**STATED EXERCISE:** Repeat exactly the lines from the line containing "Label the sun in" to the last line of the listing, including both.

>> start SUPPLIED DATA

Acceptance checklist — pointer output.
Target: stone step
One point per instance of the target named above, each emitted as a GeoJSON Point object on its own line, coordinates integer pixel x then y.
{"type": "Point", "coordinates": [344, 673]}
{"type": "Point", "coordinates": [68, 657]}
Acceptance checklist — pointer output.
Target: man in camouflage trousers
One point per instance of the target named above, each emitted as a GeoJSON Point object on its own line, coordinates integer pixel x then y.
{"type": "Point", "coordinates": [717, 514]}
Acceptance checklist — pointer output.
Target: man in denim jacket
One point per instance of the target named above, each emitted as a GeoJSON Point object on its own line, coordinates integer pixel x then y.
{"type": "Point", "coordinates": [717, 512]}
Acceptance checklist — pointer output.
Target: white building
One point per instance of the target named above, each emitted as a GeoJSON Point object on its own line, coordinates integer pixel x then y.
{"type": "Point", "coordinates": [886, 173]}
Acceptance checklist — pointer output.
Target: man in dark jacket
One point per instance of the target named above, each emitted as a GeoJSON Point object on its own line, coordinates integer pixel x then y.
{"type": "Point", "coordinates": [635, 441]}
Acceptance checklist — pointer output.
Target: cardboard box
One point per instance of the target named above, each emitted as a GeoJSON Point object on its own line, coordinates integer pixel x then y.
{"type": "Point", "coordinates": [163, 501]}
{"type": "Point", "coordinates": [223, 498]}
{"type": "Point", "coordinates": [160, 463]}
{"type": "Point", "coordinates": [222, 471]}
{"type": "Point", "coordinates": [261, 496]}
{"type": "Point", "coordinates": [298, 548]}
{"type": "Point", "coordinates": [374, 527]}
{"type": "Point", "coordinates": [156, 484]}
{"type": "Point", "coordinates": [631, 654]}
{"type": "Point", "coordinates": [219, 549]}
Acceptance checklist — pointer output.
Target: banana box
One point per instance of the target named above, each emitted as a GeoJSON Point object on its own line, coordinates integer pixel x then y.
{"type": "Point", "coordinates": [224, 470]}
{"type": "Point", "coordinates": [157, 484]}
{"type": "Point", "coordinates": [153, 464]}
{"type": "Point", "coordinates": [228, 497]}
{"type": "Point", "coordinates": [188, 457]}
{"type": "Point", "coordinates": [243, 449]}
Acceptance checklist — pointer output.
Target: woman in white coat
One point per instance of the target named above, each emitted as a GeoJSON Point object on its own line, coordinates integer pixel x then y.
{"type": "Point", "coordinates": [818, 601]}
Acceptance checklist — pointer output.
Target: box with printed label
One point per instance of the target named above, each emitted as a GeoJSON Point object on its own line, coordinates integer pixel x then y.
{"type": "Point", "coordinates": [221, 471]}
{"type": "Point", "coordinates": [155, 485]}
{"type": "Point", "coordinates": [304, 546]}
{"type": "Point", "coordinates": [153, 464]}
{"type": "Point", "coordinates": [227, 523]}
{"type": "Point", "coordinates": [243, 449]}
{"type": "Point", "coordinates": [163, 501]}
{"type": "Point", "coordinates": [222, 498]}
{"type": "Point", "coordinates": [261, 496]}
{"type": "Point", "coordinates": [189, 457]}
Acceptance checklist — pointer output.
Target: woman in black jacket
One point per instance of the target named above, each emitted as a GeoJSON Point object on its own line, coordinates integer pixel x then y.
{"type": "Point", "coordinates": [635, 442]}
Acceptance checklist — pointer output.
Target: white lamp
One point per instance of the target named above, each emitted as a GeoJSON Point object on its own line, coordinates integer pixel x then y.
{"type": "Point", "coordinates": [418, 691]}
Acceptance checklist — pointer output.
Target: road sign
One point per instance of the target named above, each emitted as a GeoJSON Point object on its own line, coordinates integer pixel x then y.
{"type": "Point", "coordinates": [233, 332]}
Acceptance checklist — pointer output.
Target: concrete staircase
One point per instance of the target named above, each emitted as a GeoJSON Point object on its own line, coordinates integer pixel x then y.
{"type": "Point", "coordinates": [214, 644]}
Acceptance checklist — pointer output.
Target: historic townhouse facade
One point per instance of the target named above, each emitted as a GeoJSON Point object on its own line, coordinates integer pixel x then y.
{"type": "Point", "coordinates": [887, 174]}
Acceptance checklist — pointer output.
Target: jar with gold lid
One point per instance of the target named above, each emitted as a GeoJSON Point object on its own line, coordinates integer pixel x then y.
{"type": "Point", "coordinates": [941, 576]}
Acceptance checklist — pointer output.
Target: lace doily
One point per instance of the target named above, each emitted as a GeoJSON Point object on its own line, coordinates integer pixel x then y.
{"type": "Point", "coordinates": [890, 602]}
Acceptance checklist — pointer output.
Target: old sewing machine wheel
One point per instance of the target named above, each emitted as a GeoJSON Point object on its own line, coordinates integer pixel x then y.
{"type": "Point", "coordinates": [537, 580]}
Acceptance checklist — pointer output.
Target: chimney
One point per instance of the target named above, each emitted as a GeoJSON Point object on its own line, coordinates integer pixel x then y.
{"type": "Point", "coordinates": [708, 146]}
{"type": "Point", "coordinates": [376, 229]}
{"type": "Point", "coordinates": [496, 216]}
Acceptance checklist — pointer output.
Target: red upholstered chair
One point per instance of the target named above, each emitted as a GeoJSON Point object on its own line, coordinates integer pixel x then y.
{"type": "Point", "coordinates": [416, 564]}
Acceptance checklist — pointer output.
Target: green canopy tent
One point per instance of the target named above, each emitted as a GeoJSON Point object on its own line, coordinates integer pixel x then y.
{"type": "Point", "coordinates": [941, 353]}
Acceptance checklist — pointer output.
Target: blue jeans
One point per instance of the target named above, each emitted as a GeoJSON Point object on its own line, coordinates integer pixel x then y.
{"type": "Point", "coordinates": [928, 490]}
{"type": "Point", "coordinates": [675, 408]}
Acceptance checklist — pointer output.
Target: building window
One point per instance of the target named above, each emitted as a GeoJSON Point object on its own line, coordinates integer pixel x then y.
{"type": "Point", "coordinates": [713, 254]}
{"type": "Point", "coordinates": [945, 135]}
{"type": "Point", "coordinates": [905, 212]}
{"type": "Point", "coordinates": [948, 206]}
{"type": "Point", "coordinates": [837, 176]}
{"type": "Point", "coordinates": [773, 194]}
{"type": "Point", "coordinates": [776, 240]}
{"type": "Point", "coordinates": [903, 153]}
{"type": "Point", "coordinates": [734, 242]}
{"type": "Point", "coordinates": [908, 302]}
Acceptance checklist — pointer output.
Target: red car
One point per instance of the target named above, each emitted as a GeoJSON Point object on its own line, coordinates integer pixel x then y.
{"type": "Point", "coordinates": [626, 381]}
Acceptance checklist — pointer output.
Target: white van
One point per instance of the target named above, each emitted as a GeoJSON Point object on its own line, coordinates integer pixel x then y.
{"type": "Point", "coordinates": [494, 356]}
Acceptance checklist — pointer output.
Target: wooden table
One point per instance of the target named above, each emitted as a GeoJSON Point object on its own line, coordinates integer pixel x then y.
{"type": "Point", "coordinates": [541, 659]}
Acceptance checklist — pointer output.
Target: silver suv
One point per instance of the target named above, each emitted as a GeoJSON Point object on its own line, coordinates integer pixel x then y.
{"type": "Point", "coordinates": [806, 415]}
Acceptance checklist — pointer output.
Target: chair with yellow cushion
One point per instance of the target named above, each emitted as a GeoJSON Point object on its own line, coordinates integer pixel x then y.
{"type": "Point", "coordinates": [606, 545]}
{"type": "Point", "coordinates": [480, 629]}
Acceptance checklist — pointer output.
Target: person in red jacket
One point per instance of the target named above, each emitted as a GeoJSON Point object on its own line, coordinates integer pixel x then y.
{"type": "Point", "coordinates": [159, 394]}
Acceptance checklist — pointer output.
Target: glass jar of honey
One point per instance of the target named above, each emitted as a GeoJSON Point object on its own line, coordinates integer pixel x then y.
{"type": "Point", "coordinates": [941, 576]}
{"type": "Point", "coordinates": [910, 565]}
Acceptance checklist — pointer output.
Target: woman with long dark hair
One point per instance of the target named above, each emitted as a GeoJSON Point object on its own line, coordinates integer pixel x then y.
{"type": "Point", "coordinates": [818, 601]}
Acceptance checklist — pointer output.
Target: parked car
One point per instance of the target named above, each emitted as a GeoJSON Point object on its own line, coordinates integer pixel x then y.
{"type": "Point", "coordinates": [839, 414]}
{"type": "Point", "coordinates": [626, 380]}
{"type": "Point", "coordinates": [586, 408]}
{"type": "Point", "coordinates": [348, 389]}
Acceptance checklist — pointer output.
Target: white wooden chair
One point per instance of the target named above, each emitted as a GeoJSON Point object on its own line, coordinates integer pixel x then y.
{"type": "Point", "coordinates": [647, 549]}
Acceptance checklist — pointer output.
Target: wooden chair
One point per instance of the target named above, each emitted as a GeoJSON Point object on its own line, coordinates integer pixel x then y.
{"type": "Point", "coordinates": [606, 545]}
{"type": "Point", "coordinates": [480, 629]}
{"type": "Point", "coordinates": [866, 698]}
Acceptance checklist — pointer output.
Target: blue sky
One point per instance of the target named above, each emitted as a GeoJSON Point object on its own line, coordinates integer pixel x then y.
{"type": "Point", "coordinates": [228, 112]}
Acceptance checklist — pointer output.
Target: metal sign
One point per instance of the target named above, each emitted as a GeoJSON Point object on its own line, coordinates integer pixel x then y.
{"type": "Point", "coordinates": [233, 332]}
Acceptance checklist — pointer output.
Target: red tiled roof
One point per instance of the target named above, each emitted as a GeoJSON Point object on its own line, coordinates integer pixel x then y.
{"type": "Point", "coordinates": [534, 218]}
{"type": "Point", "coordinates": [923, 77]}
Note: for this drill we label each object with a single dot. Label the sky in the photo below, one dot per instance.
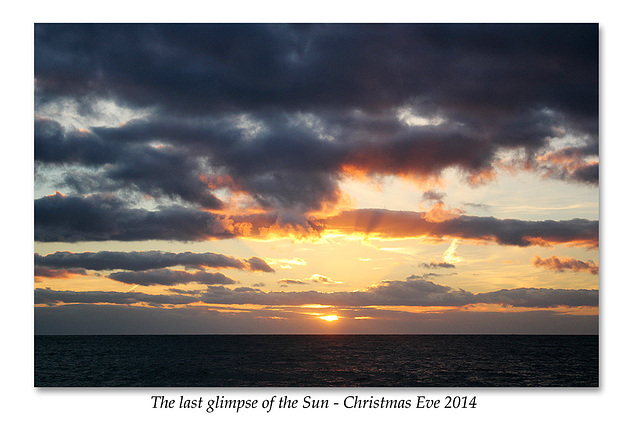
(341, 178)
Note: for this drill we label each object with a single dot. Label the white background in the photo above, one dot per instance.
(619, 193)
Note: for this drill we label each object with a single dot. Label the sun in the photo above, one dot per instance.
(329, 318)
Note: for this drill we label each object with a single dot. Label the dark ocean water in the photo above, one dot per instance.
(316, 361)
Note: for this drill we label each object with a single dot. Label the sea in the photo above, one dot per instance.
(317, 361)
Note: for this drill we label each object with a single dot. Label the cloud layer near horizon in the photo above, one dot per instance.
(415, 291)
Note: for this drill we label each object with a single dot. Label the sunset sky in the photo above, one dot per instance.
(316, 179)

>> end SUPPLIED DATA

**FINAL RESULT:**
Note: for this drill we label each object with a single dot. Label the sun in the photo above, one dot per instance.
(329, 318)
Note: for this drill we label each object with a single dot. Label the dark ocean water in the photo above, one dot per instance.
(316, 361)
Note: for this drill we label each object with a single dot. Label the sea in the photo above, one dot per instance.
(317, 361)
Note: for this drill we label each object with a single dot. Label the cloud layer near horizon in the photo above, one dot per instance.
(415, 291)
Note: for this drill we label each object with a single dot. Label the sunset sky in the photo above, one dot per instance.
(316, 179)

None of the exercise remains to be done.